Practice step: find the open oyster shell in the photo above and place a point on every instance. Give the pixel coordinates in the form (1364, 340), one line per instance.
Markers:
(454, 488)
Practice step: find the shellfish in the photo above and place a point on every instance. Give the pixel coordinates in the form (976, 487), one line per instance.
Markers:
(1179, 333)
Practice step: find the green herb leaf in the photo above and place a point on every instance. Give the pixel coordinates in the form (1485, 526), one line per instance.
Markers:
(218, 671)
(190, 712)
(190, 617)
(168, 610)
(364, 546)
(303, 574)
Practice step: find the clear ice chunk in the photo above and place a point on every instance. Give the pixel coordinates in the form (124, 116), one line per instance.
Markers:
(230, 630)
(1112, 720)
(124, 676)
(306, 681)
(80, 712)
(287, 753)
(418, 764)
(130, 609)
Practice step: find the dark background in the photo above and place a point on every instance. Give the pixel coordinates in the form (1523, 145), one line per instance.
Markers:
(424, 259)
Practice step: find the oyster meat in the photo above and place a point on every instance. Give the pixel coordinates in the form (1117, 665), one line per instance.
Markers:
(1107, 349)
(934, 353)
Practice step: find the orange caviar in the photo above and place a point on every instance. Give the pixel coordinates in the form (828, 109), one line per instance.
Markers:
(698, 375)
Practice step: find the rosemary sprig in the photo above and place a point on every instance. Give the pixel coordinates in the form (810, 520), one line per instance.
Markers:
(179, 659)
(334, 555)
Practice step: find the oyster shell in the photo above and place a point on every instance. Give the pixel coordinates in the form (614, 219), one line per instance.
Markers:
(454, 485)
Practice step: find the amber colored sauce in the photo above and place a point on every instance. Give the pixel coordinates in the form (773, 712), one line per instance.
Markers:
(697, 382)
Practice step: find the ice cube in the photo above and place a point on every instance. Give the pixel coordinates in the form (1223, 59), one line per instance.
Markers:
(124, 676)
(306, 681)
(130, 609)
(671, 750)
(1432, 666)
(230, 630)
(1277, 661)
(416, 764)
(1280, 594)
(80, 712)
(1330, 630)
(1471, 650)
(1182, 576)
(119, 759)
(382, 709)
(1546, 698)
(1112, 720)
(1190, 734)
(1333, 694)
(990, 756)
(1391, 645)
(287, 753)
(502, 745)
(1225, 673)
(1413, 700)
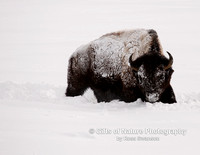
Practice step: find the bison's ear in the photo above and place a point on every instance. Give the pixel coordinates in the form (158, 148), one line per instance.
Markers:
(133, 64)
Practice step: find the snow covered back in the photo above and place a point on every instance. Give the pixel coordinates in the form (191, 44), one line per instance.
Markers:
(37, 39)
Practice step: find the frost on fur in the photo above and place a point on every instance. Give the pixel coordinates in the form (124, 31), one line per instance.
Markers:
(106, 66)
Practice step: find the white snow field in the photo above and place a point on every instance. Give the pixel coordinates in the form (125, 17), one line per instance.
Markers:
(37, 38)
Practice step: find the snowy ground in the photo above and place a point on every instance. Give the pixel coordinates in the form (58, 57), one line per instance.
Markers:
(36, 40)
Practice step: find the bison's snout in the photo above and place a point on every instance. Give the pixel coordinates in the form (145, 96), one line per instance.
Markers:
(152, 97)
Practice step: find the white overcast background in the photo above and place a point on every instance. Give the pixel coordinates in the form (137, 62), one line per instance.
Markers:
(37, 38)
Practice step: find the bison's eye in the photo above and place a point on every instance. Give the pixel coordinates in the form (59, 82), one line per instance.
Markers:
(160, 75)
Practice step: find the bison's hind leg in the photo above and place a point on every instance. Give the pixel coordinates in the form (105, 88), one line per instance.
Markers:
(168, 96)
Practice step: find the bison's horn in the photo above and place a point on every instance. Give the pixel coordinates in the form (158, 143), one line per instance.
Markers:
(132, 64)
(170, 61)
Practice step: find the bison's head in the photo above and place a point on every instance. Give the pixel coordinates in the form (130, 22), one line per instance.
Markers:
(153, 73)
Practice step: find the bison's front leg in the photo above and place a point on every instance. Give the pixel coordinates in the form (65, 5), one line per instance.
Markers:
(168, 96)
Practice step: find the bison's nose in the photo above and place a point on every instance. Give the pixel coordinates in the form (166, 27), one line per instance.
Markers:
(152, 97)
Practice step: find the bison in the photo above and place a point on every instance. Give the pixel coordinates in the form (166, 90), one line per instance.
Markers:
(124, 65)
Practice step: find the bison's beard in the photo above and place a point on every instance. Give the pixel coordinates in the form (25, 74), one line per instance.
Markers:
(152, 97)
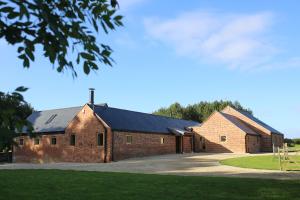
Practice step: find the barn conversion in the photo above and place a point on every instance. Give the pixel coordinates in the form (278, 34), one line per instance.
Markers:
(232, 130)
(99, 133)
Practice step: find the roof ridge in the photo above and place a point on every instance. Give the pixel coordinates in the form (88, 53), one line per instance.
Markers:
(57, 109)
(147, 113)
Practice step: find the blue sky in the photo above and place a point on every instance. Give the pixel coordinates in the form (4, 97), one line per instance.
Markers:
(184, 52)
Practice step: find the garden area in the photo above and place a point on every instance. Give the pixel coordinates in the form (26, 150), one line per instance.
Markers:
(56, 184)
(269, 162)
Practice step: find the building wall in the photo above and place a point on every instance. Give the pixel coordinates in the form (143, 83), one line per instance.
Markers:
(187, 144)
(143, 144)
(266, 136)
(85, 126)
(278, 140)
(252, 144)
(215, 127)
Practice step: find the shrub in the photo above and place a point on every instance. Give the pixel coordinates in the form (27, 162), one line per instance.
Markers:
(296, 140)
(289, 142)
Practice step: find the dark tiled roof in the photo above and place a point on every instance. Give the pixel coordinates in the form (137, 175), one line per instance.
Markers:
(55, 120)
(266, 126)
(125, 120)
(239, 124)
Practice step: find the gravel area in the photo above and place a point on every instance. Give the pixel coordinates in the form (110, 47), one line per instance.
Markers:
(194, 164)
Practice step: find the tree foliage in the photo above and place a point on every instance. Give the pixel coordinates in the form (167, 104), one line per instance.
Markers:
(60, 27)
(13, 113)
(199, 111)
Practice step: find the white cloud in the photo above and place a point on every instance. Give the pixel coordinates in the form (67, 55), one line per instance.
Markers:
(237, 41)
(3, 42)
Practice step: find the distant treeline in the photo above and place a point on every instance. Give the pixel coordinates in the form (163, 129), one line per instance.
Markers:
(292, 142)
(199, 111)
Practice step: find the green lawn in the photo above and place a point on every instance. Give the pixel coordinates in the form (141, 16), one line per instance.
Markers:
(262, 162)
(56, 184)
(295, 148)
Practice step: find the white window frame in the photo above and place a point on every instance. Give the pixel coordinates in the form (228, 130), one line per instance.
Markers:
(221, 138)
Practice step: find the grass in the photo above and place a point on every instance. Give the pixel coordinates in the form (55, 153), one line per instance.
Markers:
(262, 162)
(295, 148)
(56, 184)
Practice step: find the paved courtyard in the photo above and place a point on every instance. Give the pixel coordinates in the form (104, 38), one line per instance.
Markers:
(194, 164)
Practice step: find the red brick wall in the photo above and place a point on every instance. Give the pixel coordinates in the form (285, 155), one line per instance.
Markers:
(187, 144)
(143, 144)
(215, 127)
(85, 126)
(266, 138)
(252, 144)
(278, 140)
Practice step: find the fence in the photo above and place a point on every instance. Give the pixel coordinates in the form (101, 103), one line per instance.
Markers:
(5, 157)
(284, 159)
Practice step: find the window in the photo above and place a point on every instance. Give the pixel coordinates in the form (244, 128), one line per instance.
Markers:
(100, 139)
(162, 140)
(72, 140)
(50, 119)
(53, 140)
(128, 139)
(36, 141)
(223, 138)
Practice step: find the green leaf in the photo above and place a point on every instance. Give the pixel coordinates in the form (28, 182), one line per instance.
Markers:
(86, 68)
(21, 89)
(12, 15)
(6, 9)
(29, 54)
(87, 56)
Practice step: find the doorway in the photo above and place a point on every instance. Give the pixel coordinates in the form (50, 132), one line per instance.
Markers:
(202, 146)
(178, 144)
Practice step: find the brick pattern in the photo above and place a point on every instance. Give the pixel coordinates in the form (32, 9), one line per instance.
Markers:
(143, 144)
(85, 126)
(187, 144)
(252, 144)
(266, 136)
(212, 130)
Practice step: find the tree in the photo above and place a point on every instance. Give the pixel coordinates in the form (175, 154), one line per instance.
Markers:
(13, 113)
(60, 27)
(199, 111)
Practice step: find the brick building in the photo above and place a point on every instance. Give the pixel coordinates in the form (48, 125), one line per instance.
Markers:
(99, 133)
(236, 131)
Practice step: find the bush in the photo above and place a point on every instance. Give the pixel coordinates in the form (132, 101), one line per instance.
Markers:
(296, 141)
(289, 142)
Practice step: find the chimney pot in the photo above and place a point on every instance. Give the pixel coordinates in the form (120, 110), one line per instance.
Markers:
(92, 94)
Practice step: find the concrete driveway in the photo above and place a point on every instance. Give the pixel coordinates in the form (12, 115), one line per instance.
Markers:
(194, 164)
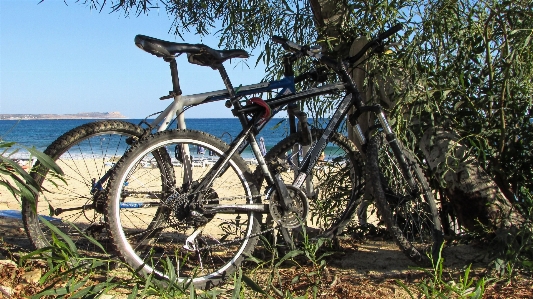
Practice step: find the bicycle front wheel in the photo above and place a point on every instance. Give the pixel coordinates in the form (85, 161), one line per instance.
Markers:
(150, 211)
(410, 214)
(85, 154)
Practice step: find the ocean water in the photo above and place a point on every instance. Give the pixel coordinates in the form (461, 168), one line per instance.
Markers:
(41, 133)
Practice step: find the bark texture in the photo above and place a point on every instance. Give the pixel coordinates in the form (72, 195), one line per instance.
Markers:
(472, 193)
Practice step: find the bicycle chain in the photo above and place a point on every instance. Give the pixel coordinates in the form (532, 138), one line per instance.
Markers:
(181, 199)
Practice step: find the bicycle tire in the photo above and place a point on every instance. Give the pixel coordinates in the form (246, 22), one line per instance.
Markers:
(83, 153)
(337, 191)
(412, 219)
(221, 245)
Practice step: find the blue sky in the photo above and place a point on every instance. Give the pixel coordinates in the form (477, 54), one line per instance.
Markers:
(63, 59)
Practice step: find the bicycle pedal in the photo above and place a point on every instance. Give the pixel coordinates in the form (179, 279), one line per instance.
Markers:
(196, 219)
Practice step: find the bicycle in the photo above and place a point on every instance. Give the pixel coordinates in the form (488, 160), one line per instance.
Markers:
(201, 230)
(89, 152)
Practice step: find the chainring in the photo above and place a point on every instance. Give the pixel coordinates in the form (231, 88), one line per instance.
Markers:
(297, 214)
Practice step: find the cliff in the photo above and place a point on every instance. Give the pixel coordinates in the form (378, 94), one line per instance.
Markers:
(82, 115)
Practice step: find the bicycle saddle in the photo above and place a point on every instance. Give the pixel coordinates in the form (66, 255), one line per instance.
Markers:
(197, 53)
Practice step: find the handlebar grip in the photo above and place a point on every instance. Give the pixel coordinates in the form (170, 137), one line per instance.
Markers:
(390, 31)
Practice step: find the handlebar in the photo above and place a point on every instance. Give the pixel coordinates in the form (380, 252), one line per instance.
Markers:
(378, 41)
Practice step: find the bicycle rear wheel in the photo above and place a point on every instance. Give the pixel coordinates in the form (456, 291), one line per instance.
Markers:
(411, 216)
(336, 184)
(85, 153)
(151, 221)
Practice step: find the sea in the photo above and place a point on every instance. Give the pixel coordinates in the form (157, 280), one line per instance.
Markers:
(41, 133)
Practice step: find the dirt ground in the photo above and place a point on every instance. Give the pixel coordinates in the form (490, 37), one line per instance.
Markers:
(359, 269)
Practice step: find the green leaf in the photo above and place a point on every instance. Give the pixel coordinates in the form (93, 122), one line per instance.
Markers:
(289, 255)
(254, 286)
(67, 239)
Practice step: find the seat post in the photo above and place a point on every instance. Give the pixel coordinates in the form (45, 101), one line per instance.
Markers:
(176, 89)
(227, 82)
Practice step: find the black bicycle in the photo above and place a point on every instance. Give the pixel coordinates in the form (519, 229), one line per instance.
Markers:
(199, 230)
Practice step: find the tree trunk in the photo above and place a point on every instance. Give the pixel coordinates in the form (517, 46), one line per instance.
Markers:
(473, 194)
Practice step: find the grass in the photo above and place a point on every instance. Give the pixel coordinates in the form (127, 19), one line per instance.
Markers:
(302, 272)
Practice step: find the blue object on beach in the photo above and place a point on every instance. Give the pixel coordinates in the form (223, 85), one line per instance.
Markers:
(18, 215)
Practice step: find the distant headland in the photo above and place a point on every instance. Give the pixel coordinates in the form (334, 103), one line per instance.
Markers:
(82, 115)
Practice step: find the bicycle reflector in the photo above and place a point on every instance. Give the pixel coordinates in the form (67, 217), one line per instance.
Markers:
(267, 111)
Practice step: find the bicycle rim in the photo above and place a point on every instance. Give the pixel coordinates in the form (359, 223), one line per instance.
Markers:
(153, 239)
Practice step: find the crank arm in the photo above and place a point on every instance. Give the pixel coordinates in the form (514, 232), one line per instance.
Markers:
(84, 207)
(190, 241)
(229, 208)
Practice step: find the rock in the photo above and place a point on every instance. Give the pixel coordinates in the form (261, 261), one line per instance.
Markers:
(7, 262)
(32, 276)
(6, 291)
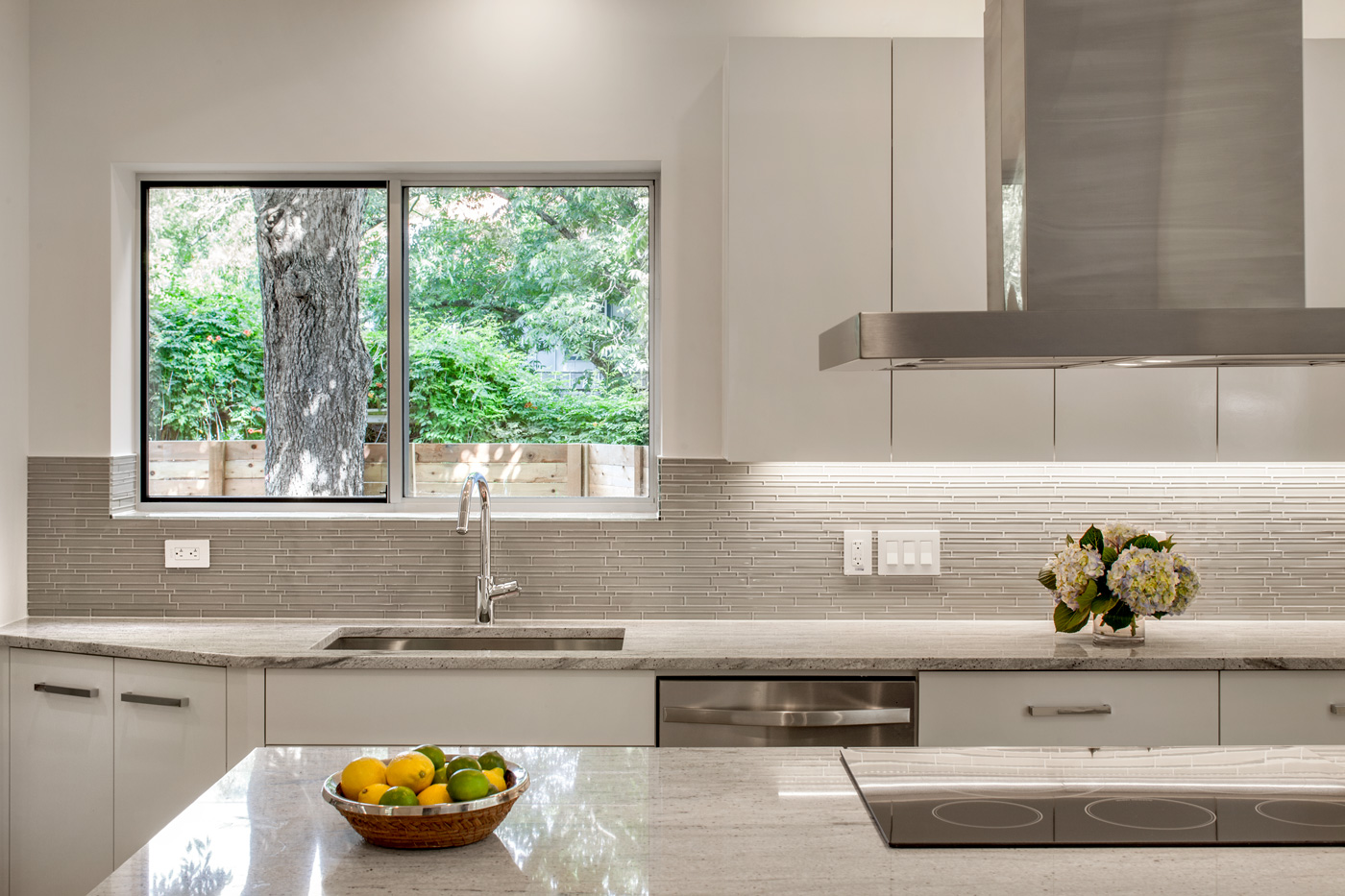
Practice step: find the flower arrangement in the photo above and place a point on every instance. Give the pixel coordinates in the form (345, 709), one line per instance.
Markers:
(1119, 573)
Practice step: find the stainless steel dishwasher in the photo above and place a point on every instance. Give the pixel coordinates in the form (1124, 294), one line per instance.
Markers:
(787, 712)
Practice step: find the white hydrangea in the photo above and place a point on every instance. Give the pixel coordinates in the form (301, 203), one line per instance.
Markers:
(1073, 568)
(1145, 580)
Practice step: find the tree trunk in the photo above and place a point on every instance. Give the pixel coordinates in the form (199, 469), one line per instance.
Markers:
(316, 369)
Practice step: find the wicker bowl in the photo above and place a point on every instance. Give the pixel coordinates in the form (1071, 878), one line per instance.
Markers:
(428, 826)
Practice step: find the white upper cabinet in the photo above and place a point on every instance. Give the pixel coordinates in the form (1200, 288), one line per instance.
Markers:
(807, 244)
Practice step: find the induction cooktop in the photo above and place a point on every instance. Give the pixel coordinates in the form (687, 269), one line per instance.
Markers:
(1028, 797)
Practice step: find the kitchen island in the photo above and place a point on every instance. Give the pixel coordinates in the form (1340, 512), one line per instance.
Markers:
(652, 821)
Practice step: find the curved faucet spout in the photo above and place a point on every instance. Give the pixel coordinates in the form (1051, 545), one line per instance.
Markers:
(487, 593)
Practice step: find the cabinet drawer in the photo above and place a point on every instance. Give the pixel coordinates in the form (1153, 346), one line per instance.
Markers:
(60, 846)
(165, 755)
(1069, 709)
(459, 707)
(1282, 708)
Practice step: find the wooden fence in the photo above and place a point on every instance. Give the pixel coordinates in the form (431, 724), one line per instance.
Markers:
(204, 469)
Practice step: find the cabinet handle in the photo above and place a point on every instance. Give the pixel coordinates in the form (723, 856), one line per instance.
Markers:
(1103, 709)
(787, 717)
(69, 691)
(154, 701)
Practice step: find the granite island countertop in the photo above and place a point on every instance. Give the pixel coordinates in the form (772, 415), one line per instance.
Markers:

..............................

◆ **PROMPT**: Extract the closing run of lines, starting with the one containing "Practice step: find the kitchen" and ending at the last, exactly as written.

◆ **THE REPLY**:
Practice step: find the kitchen island in the photo above and place a point on every instance. Give the pixel coordinates in the form (1340, 512), one line per instance.
Markers:
(652, 821)
Practice step: find the curved faucet spout in the photo above and place a point on every instance. Give the pixel coordinates in the form (1051, 545), one line per instance.
Markers:
(487, 593)
Practice step: find the cabinet drawer in the photo above and place a point on every instance. Give the pixel coordinates in the form (1153, 346), one line per instance.
Markers:
(60, 846)
(165, 755)
(1069, 709)
(459, 707)
(1282, 708)
Practice step: find the wooden fence in the photo above and place a point on every instance. Give the pixel coordinates in the form (431, 724), one line per instance.
Markers:
(204, 469)
Practice step: find the cabinet handle in the photo above and place a point on every instance. Give the pixel coordinates in the form (723, 856), one line per instance.
Markers:
(1103, 709)
(787, 717)
(69, 691)
(154, 701)
Practice step: find the granite island countertop in the photo above and place a point on every instance. Give the pixel coordinates in the form (772, 415), one line per instance.
Markers:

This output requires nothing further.